▸ TASK TO COMPLETE
Please extract every line of the data below that contains the string "positive". Case counts.

Entries drawn from a collection
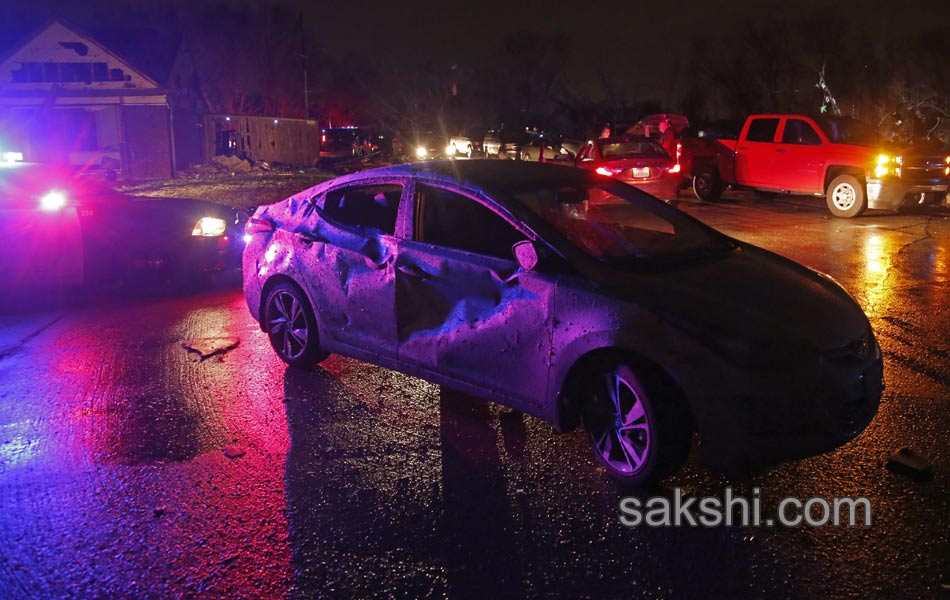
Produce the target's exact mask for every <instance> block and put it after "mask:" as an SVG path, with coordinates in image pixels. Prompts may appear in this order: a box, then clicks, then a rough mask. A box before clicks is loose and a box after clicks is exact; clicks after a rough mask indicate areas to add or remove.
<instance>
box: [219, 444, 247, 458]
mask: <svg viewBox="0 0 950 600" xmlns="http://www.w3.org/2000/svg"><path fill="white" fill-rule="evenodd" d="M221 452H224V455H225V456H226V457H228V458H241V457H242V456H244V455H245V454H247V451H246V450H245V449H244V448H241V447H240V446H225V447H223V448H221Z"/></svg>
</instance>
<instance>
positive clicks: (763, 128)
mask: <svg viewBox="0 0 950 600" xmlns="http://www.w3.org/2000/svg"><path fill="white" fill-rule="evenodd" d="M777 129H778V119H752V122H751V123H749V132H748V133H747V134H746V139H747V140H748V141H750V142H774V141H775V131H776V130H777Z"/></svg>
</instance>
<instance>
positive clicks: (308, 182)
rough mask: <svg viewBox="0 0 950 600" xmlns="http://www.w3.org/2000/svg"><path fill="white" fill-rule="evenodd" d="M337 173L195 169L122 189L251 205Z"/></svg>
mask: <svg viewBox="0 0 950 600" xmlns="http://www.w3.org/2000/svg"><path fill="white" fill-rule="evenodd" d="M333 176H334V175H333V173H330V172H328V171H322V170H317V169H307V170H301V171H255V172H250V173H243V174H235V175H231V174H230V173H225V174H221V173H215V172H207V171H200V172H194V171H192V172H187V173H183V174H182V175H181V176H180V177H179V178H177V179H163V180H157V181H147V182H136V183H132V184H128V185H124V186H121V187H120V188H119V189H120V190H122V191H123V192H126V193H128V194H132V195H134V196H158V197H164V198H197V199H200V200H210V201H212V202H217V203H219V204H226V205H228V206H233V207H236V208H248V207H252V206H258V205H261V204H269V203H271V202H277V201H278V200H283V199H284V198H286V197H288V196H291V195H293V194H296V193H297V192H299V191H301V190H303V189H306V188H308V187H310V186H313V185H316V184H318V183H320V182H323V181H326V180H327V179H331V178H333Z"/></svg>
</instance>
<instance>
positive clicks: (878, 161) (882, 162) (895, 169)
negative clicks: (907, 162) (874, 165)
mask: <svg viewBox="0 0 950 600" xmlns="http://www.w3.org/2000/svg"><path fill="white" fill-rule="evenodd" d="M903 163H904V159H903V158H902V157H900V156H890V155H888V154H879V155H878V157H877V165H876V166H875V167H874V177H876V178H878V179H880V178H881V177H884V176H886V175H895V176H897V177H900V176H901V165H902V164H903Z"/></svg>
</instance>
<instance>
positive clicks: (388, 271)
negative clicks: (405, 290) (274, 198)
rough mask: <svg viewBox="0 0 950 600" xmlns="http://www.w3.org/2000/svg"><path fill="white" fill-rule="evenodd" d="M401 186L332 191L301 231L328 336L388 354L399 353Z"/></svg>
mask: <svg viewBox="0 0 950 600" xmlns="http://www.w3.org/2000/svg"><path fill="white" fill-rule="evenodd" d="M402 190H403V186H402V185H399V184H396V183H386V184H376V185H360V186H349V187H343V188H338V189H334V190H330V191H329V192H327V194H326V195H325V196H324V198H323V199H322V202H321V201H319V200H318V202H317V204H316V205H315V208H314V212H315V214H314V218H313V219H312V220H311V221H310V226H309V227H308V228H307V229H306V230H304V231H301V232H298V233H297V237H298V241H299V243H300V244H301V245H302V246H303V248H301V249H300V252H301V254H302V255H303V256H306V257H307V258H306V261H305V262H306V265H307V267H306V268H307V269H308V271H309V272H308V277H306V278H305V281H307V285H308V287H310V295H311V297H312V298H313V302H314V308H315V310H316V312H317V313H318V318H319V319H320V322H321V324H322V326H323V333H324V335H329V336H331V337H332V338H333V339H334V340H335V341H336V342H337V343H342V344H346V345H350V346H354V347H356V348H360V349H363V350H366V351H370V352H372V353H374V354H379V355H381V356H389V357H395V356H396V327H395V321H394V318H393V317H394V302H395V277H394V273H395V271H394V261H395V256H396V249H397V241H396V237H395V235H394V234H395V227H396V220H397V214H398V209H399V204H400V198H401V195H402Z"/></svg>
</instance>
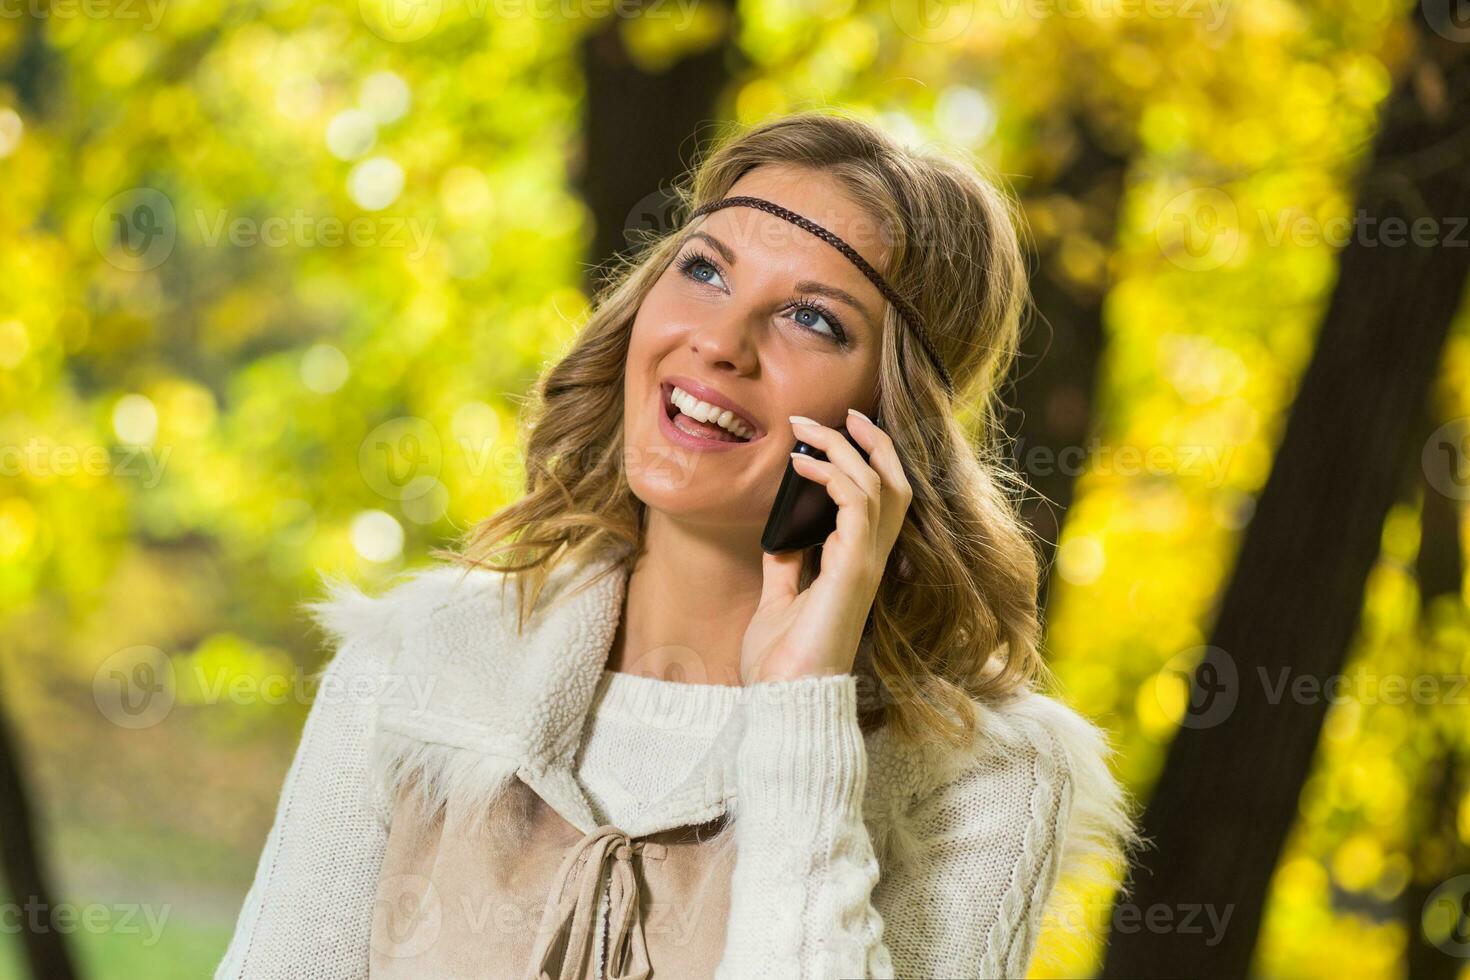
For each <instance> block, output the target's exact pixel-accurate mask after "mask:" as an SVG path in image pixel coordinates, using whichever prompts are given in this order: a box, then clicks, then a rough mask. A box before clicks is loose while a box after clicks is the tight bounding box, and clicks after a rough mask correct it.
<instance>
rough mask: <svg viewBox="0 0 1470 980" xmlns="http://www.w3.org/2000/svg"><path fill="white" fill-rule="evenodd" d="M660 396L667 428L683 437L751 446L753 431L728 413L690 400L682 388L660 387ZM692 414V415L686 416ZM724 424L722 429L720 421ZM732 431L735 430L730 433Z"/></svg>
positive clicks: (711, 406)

▸ PROBLEM SOLUTION
positive clicks: (763, 128)
positive clicks: (308, 182)
positive clicks: (878, 161) (882, 162) (895, 169)
positive clicks: (388, 271)
positive clicks: (711, 406)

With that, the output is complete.